INPUT -
╭──

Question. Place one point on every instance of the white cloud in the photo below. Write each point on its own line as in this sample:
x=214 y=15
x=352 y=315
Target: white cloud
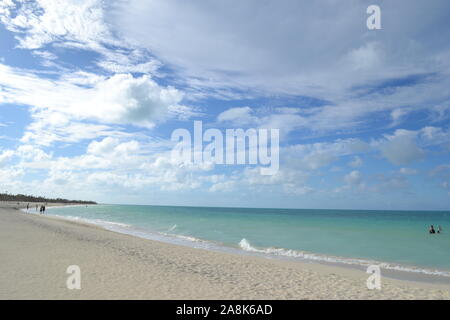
x=408 y=171
x=5 y=156
x=356 y=162
x=353 y=178
x=401 y=148
x=85 y=109
x=238 y=116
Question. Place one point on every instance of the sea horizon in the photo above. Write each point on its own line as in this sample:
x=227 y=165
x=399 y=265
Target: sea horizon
x=396 y=240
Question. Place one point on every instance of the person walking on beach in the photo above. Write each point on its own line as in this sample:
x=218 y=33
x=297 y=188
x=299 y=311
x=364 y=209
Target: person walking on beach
x=432 y=231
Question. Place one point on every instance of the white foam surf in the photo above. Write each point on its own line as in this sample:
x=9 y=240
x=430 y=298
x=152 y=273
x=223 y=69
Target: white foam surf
x=245 y=245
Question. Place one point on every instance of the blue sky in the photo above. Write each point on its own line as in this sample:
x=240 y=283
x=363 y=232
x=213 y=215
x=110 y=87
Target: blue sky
x=90 y=93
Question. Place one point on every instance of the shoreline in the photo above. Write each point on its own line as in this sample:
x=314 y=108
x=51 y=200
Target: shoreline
x=184 y=272
x=391 y=270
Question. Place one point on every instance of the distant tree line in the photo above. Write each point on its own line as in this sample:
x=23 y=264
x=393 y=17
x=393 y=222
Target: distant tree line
x=28 y=198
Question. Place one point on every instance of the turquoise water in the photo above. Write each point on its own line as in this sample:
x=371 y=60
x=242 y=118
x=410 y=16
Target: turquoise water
x=399 y=239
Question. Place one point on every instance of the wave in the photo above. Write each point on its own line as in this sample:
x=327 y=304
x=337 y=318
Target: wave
x=245 y=245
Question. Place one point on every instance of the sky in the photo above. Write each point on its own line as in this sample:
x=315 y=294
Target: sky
x=91 y=91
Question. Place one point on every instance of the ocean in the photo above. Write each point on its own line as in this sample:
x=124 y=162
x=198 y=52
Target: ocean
x=396 y=240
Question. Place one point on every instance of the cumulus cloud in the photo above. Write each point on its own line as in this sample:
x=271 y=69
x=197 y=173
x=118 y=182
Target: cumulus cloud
x=239 y=116
x=401 y=147
x=356 y=162
x=87 y=107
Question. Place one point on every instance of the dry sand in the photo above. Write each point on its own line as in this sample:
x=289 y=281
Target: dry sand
x=35 y=252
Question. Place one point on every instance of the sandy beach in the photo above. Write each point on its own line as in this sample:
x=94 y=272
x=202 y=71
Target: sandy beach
x=35 y=252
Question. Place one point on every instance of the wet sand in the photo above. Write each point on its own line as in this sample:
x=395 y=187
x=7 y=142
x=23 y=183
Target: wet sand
x=36 y=250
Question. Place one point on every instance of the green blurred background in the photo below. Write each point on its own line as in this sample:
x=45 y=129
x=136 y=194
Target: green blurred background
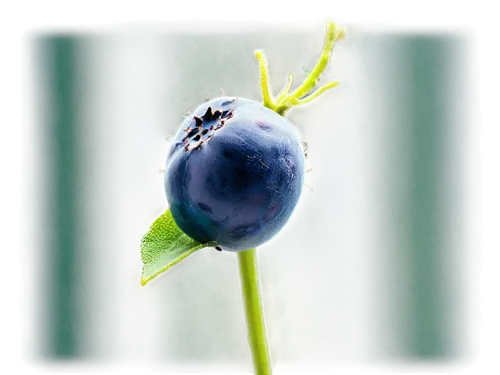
x=379 y=266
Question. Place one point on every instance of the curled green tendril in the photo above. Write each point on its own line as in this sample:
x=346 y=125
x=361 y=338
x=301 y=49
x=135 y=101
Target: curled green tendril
x=335 y=33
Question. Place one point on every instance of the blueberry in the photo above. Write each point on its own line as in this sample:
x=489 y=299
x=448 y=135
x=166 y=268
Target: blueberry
x=235 y=172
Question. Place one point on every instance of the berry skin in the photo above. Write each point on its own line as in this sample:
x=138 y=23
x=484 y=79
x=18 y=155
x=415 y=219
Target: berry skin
x=235 y=172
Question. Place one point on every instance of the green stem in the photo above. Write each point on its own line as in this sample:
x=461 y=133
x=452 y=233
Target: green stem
x=254 y=314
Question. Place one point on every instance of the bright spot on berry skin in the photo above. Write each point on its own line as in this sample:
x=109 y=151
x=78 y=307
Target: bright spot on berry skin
x=263 y=125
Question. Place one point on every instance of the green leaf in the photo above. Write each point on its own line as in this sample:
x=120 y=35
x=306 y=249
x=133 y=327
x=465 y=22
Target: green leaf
x=164 y=245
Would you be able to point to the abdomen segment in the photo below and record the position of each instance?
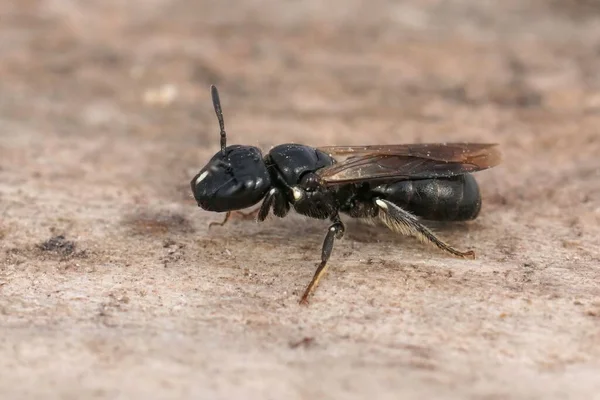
(443, 199)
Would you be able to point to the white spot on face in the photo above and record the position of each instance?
(201, 177)
(381, 204)
(298, 193)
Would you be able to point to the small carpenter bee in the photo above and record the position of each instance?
(395, 184)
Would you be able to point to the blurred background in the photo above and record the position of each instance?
(111, 284)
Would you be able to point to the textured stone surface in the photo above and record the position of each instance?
(105, 115)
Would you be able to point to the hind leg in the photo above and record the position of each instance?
(405, 223)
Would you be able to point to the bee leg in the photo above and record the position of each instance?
(336, 231)
(403, 222)
(243, 215)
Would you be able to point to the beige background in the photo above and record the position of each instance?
(105, 116)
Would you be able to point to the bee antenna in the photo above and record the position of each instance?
(217, 105)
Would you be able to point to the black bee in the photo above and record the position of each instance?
(396, 184)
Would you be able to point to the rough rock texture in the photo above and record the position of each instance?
(111, 286)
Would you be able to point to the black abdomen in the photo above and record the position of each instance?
(443, 199)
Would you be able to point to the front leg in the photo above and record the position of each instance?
(336, 231)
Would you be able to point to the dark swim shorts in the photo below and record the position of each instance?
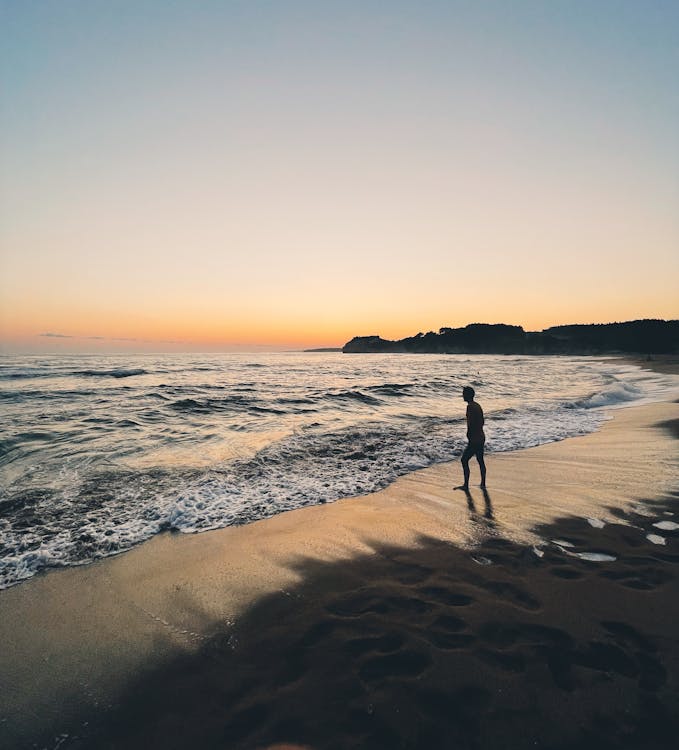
(473, 449)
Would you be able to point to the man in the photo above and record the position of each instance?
(475, 436)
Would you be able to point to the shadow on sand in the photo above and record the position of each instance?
(435, 647)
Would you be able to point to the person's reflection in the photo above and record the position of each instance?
(473, 512)
(470, 502)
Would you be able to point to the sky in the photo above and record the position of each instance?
(255, 175)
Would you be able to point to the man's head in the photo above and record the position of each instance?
(468, 393)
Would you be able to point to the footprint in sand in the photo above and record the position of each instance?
(405, 663)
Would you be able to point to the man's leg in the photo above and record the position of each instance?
(466, 455)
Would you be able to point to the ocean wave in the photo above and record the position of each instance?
(613, 394)
(392, 389)
(364, 398)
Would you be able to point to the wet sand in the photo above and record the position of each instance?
(414, 617)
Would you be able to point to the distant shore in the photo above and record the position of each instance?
(631, 337)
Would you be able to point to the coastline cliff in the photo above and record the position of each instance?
(635, 336)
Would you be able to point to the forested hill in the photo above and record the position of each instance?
(638, 336)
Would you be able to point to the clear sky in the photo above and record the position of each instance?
(213, 175)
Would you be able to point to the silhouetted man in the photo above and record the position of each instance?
(475, 436)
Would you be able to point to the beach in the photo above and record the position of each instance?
(543, 614)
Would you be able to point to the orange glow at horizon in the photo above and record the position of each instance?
(265, 179)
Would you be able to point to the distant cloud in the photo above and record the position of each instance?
(104, 338)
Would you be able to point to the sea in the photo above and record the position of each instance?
(101, 452)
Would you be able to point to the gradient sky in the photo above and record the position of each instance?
(213, 175)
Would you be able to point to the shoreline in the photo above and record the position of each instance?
(79, 636)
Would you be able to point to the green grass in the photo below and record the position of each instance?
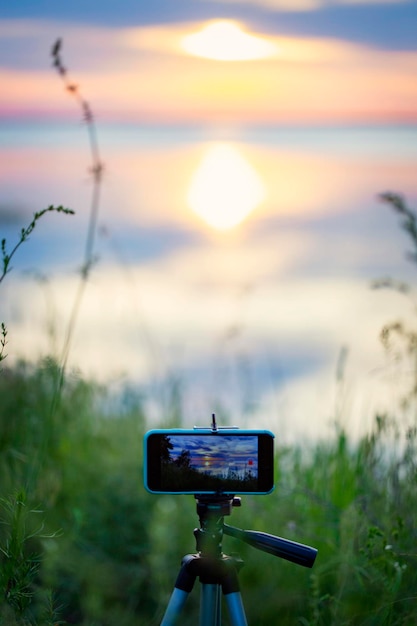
(82, 542)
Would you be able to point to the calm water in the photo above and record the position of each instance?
(252, 320)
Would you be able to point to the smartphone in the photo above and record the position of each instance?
(205, 461)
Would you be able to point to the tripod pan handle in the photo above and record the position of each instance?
(284, 548)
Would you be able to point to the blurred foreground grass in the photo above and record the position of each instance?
(82, 542)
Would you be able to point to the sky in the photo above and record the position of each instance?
(244, 147)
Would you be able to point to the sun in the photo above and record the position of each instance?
(225, 188)
(224, 40)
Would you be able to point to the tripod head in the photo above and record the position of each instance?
(211, 511)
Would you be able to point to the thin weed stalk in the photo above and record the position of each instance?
(96, 170)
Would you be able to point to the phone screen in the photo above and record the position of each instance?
(194, 462)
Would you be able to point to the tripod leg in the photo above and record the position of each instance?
(175, 604)
(210, 605)
(235, 608)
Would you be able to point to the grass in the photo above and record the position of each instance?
(82, 542)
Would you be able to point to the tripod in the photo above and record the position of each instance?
(218, 572)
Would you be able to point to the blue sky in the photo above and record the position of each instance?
(391, 25)
(250, 319)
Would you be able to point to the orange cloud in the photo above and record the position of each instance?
(149, 78)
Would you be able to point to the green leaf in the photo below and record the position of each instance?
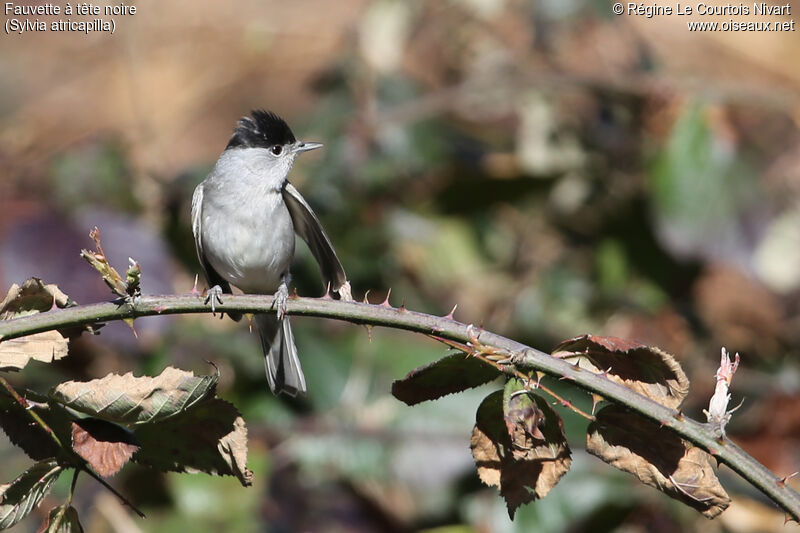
(210, 437)
(136, 400)
(21, 430)
(62, 519)
(450, 374)
(509, 456)
(22, 495)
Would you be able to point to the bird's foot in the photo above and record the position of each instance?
(195, 290)
(214, 296)
(281, 297)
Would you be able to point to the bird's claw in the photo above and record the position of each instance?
(213, 296)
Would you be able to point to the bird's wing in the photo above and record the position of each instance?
(307, 225)
(212, 276)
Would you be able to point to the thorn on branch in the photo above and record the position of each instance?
(386, 301)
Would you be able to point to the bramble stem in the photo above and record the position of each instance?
(523, 358)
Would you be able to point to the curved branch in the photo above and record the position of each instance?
(525, 357)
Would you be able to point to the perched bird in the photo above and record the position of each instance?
(244, 217)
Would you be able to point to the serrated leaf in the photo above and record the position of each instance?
(62, 519)
(104, 445)
(658, 457)
(136, 400)
(450, 374)
(210, 437)
(647, 370)
(22, 431)
(523, 467)
(34, 296)
(22, 495)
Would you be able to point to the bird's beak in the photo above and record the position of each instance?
(301, 146)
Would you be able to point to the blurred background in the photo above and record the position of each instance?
(548, 166)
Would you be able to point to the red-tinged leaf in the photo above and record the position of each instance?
(525, 468)
(104, 445)
(450, 374)
(657, 457)
(647, 370)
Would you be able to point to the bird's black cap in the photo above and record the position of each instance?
(263, 130)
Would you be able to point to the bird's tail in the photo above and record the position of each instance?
(284, 373)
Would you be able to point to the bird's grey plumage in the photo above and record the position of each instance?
(244, 217)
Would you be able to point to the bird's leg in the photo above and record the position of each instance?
(213, 295)
(282, 296)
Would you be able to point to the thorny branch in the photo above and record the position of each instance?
(513, 356)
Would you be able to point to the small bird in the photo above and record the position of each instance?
(244, 217)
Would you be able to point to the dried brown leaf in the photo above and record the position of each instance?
(658, 457)
(34, 296)
(210, 437)
(104, 445)
(62, 519)
(647, 370)
(22, 431)
(524, 469)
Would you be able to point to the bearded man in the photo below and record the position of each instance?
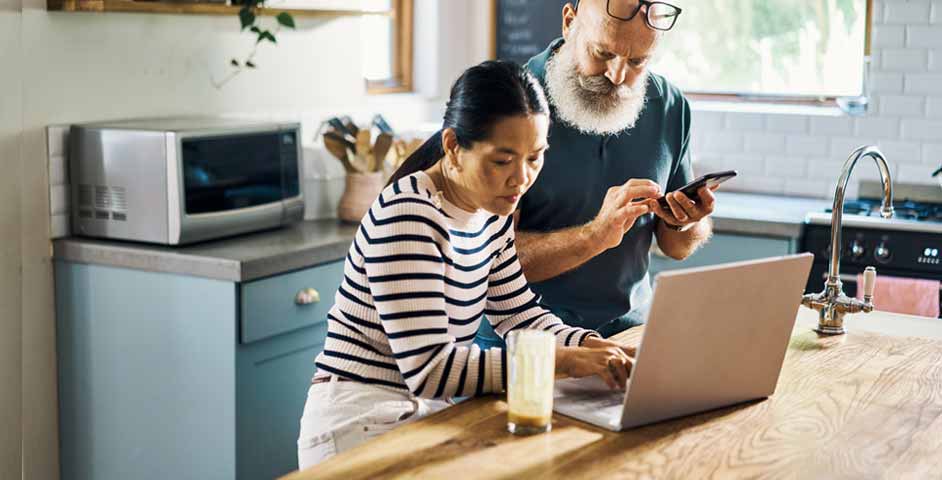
(619, 140)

╰──

Your answer should be the lines above from the one containing "Target: blue sky" through the one containing "x=393 y=222", copied exactly and with both ends kept.

Target: blue sky
x=90 y=93
Question. Place one point on every instance of the shoreline in the photo above. Write each point on its own line as in this sample:
x=314 y=108
x=51 y=200
Target: shoreline
x=184 y=272
x=391 y=270
Question. Place one point on every instance of the distant tree line in the photo above. Write each point on its own line as in this sample:
x=23 y=264
x=393 y=17
x=393 y=222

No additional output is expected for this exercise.